[WHAT TO DO] Copy all of the material word for word, except for the pictures.

-*-*-

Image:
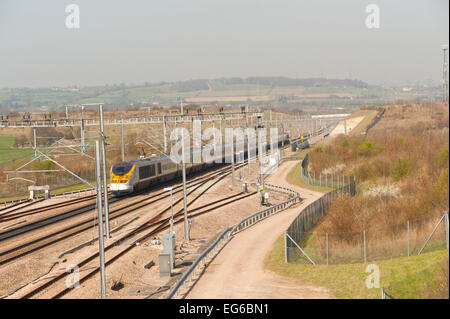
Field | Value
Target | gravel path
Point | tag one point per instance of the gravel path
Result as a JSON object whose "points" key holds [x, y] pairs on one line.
{"points": [[238, 271]]}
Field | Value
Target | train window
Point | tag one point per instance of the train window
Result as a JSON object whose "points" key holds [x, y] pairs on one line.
{"points": [[159, 168], [146, 171], [121, 169]]}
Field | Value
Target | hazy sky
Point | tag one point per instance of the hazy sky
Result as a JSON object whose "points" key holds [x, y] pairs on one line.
{"points": [[168, 40]]}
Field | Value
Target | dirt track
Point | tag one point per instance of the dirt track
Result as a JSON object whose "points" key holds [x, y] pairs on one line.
{"points": [[238, 271]]}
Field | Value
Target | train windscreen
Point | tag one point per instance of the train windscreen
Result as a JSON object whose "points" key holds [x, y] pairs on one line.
{"points": [[121, 169]]}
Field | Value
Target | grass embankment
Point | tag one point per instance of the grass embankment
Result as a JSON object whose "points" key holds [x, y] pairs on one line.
{"points": [[413, 277], [295, 177]]}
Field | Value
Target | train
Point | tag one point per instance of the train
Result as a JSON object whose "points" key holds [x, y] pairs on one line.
{"points": [[135, 175]]}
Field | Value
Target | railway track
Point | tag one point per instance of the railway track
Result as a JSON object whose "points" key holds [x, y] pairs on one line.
{"points": [[12, 253], [118, 247]]}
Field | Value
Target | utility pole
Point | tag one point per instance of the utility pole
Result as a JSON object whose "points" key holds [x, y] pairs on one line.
{"points": [[165, 133], [122, 145], [101, 246], [105, 183], [181, 106], [261, 173], [83, 148], [186, 224]]}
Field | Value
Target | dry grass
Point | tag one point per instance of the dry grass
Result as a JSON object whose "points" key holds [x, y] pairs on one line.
{"points": [[402, 173]]}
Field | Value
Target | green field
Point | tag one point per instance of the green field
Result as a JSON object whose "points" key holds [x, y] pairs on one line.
{"points": [[9, 154], [404, 278]]}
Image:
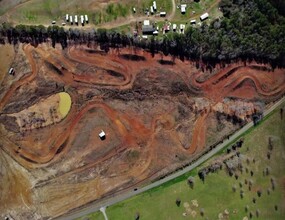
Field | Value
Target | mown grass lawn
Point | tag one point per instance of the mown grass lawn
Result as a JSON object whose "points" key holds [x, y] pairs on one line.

-*-*-

[SOLUTION]
Image:
Field | Value
Target | gravel path
Point | tag one point per instance of the gravel path
Result as a JSON object whose "points" key holds [x, y] pairs on one line.
{"points": [[238, 271]]}
Field | Value
Target | train window
Point | tag one point per instance of the train window
Result as a JSON object whose "points" key holds [x, y] pairs on one line.
{"points": [[159, 168], [146, 171], [121, 169]]}
Field | Value
Target | hazy sky
Point | tag one point per instance of the hazy sky
Result as a JSON object whose "points" key holds [x, y] pairs on one line.
{"points": [[168, 40]]}
Field | Value
Target | dirt track
Point | tag one point per instance of the dirt track
Result as a JSON object whose "points" key holds [x, y] pairs on one line.
{"points": [[238, 271]]}
Field | Value
Target | train windscreen
Point | tag one point per instance of the train windscreen
Result as a JSON object whose "points" key holds [x, y] pairs on one line.
{"points": [[121, 169]]}
Field | Value
Target | grass embankment
Point | tag one point per instance of the grass embankment
Result as a JSON object whose "points" key holds [x, y] pairs on one line.
{"points": [[413, 277], [295, 177]]}
Field | Value
Target | train
Point | tag one point per instance of the train
Result as a JSON object whose "points" key holds [x, y] pairs on one line.
{"points": [[135, 175]]}
Field | Value
Target | railway track
Point | tag one point per instance of the railway track
Result as a JSON object whose "points" key holds [x, y] pairs on one line.
{"points": [[12, 253], [118, 247]]}
Field | Value
Target | utility pole
Point | tag one point per instance of the utility pole
Result as a JSON object whose "points" key holds [x, y] pairs on one line.
{"points": [[165, 133], [122, 145], [101, 246], [105, 183], [181, 106], [261, 173], [83, 148], [186, 224]]}
Field | Value
Target | dry grass
Point | tag one point per instance of the dry grass
Result as a JSON object whose "points" key holds [x, y] pairs on one line.
{"points": [[402, 173]]}
Field | Value
Target | green field
Point | tag one point per instance of the green field
Result as a JSON object whose "points" key holds [x, y] pairs on one line.
{"points": [[9, 154], [404, 278]]}
Image:
Field | Value
Target | mown grass lawn
Point | tag one point per instance of the mown grass lawn
Result as a JSON object whose "points" key holds [x, y] pairs on one line.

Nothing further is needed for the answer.